— Start of EXTRACT PROVIDED —

Ukraine faces an important moment in coming weeks with Russia’s current offensive largely stalled and Ukraine preparing a counteroffensive. The U.S. official, who spoke on condition of anonymity to discuss Blinken’s priorities at the closed-door meetings, said there would be discussion about ways to deepen support for Ukraine’s long-term defense and deterrence capabilities. That might also improve Kyiv’s position for potential negotiations that could end the conflict on its terms.

The role of Japan — the only Asian member of the G-7 — as chairman of this year’s talks provides an opportunity to discuss coordinated action on China. Leaders and foreign ministers of G-7 countries, most recently France and Germany, have recently concluded visits to China, and the diplomats in Karuizawa are expected to discuss their impressions of where the Chinese stand on numerous issues, including the war in Ukraine, North Korea, and Taiwan, which is a particular sore point in U.S.-Chinese relations.

— End of EXTRACT PROVIDED —

__DIRECTIONS__. Transcribe the passage of the excerpt on the G-7 talks between "Ukraine faces an" and "on its terms.", inclusive. The entries that follow have no connection to the excerpt on the G-7 talks.

— Start of EXTRACTED INFORMATION —

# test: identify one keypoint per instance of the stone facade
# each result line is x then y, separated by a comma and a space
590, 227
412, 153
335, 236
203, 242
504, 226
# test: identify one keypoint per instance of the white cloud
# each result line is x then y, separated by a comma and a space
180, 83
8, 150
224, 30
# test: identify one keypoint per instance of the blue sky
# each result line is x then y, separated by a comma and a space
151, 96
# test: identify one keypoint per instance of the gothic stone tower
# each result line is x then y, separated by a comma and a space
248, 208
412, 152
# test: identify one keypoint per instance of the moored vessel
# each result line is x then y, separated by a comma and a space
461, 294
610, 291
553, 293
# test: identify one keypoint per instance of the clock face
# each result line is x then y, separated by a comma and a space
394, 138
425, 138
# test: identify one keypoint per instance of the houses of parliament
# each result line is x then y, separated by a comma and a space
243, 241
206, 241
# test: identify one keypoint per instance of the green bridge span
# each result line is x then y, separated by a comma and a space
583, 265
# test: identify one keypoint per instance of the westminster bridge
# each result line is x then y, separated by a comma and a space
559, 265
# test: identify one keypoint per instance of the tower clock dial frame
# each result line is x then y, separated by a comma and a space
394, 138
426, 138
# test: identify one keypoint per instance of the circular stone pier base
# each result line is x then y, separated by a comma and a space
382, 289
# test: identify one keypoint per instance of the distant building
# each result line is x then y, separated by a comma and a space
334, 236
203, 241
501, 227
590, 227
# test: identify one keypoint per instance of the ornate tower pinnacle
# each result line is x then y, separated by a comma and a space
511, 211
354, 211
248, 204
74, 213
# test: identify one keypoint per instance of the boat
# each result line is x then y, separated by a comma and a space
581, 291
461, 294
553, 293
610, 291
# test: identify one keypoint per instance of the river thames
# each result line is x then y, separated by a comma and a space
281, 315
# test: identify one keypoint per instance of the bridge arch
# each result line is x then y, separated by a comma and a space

— End of EXTRACTED INFORMATION —

__REPLY TO THE TASK__.
Ukraine faces an important moment in coming weeks with Russia’s current offensive largely stalled and Ukraine preparing a counteroffensive. The U.S. official, who spoke on condition of anonymity to discuss Blinken’s priorities at the closed-door meetings, said there would be discussion about ways to deepen support for Ukraine’s long-term defense and deterrence capabilities. That might also improve Kyiv’s position for potential negotiations that could end the conflict on its terms.